[Bounding box annotation entries]
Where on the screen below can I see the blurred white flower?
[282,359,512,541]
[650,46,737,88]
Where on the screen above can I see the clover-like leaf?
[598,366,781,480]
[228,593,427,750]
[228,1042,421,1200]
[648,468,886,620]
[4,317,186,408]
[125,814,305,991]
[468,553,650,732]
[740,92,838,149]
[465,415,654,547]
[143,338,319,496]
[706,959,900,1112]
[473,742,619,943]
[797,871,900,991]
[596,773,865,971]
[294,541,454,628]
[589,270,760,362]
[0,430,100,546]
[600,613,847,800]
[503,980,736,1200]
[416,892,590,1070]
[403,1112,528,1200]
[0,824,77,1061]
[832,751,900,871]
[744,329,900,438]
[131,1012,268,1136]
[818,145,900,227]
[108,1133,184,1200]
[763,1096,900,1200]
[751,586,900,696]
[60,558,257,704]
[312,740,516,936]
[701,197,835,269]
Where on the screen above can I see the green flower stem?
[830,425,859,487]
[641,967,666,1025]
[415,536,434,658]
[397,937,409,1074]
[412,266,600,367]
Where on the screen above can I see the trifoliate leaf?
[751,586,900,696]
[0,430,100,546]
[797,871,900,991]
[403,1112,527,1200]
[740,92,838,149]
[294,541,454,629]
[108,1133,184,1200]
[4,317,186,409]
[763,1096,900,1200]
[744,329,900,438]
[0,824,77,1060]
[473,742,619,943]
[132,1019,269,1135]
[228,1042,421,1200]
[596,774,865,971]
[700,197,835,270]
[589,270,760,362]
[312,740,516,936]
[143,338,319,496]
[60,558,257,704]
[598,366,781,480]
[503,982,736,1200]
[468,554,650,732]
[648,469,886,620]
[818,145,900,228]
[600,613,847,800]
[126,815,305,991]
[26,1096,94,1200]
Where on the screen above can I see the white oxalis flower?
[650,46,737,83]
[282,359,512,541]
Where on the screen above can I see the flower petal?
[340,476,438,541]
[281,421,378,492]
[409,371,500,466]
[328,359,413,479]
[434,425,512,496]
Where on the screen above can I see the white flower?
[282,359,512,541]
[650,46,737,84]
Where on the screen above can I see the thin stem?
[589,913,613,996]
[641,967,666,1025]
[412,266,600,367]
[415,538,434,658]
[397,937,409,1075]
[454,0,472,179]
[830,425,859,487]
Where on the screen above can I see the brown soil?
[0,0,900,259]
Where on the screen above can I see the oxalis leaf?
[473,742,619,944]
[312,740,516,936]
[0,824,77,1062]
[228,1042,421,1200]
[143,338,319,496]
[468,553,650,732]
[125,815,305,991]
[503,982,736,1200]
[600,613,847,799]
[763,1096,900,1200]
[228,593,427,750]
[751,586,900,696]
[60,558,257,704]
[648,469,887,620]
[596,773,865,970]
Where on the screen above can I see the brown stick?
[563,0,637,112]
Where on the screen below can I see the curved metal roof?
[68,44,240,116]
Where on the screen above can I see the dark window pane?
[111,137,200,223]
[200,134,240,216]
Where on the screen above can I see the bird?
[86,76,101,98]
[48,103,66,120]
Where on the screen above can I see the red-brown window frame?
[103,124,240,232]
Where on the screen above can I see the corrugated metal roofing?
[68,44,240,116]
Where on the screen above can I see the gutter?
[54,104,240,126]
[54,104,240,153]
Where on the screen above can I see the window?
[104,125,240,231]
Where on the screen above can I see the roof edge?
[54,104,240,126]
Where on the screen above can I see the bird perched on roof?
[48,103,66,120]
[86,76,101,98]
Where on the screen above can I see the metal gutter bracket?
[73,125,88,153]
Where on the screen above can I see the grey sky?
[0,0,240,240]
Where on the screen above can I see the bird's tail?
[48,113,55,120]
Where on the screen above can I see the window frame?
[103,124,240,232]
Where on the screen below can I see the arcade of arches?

WORK REQUIRED: Reproduce every line of the records above word for word, without changing anything.

IN RESPONSE:
Where on the screen below can I see the blurred white flower?
[282,359,512,541]
[650,46,737,88]
Where on the screen above can I see the clover-like leaf?
[598,366,781,480]
[228,593,427,750]
[228,1042,421,1200]
[648,468,886,620]
[4,317,186,408]
[125,814,305,991]
[468,553,650,732]
[740,92,838,149]
[465,415,654,547]
[143,338,319,496]
[706,959,900,1112]
[473,742,619,943]
[797,871,900,991]
[596,773,865,971]
[294,541,454,628]
[589,270,760,362]
[0,430,100,546]
[600,613,847,800]
[503,980,736,1200]
[416,892,590,1070]
[403,1112,528,1200]
[0,824,77,1061]
[832,751,900,871]
[744,329,900,438]
[131,1012,268,1136]
[818,145,900,227]
[108,1133,184,1200]
[763,1096,900,1200]
[751,586,900,696]
[60,558,257,704]
[312,740,516,936]
[701,197,835,269]
Where on the screen above can I see the green flower stem?
[830,425,859,487]
[641,967,666,1025]
[415,536,434,658]
[397,937,409,1074]
[412,266,600,367]
Where on the screen above can I see the trifoliate leaf?
[751,586,900,696]
[0,430,100,546]
[797,871,900,991]
[403,1112,527,1200]
[740,92,838,149]
[294,541,454,629]
[108,1133,184,1200]
[4,317,186,409]
[763,1096,900,1200]
[744,329,900,438]
[0,824,77,1060]
[473,742,619,943]
[132,1019,269,1135]
[228,1042,421,1200]
[596,774,865,971]
[700,197,835,270]
[589,270,760,362]
[312,740,516,936]
[143,338,319,496]
[60,558,257,704]
[598,366,781,480]
[503,982,736,1200]
[468,554,650,732]
[648,469,886,620]
[818,145,900,228]
[600,613,847,800]
[126,815,305,991]
[26,1096,94,1200]
Where on the screen above can I see the white oxalis flower?
[650,46,737,83]
[282,359,512,541]
Where on the screen above can I see the flower petal?
[340,476,438,541]
[281,421,378,492]
[409,371,500,466]
[328,359,413,479]
[434,425,512,496]
Where on the screen above can I see the white flower?
[282,359,512,541]
[650,46,737,84]
Where on the screen above can I see the thin stem?
[589,913,613,996]
[641,967,666,1025]
[412,266,600,367]
[415,538,434,658]
[397,937,409,1075]
[454,0,472,179]
[830,425,859,487]
Where on the screen above can I see the brown soil?
[0,0,900,259]
Where on the screen above can I see the oxalis leaf?
[473,742,619,944]
[312,740,516,936]
[0,824,77,1062]
[228,1042,421,1200]
[143,338,319,496]
[468,553,650,732]
[125,815,305,991]
[503,982,736,1200]
[600,613,847,799]
[763,1096,900,1200]
[228,593,427,750]
[751,586,900,696]
[60,558,257,704]
[648,469,887,620]
[596,773,865,970]
Where on the screen above can I see the brown stick?
[563,0,637,112]
Where on the screen below can I see the curved metal roof?
[68,44,240,116]
Where on the screen above can I see the dark window pane?
[111,137,200,223]
[200,134,240,216]
Where on the screen above can I see the bird?
[86,76,101,98]
[48,103,66,120]
Where on the screen above can I see the red-brown window frame?
[103,124,240,232]
Where on the screen above can I see the corrugated metal roofing?
[68,44,240,116]
Where on the screen above can I see the gutter?
[54,104,240,126]
[54,104,240,153]
Where on the screen above can I see the window?
[104,125,240,231]
Where on the screen above can I see the roof edge?
[54,104,240,126]
Where on the screen above can I see the bird perched on roof?
[48,103,66,120]
[86,76,101,98]
Where on the screen above can I see the metal gutter bracket?
[73,125,88,153]
Where on the screen above can I see the grey sky?
[0,0,240,240]
Where on the screen above can I see the bird's tail?
[48,113,55,120]
Where on the screen above can I see the window frame?
[103,124,240,232]
Where on the screen below can I see the arcade of arches?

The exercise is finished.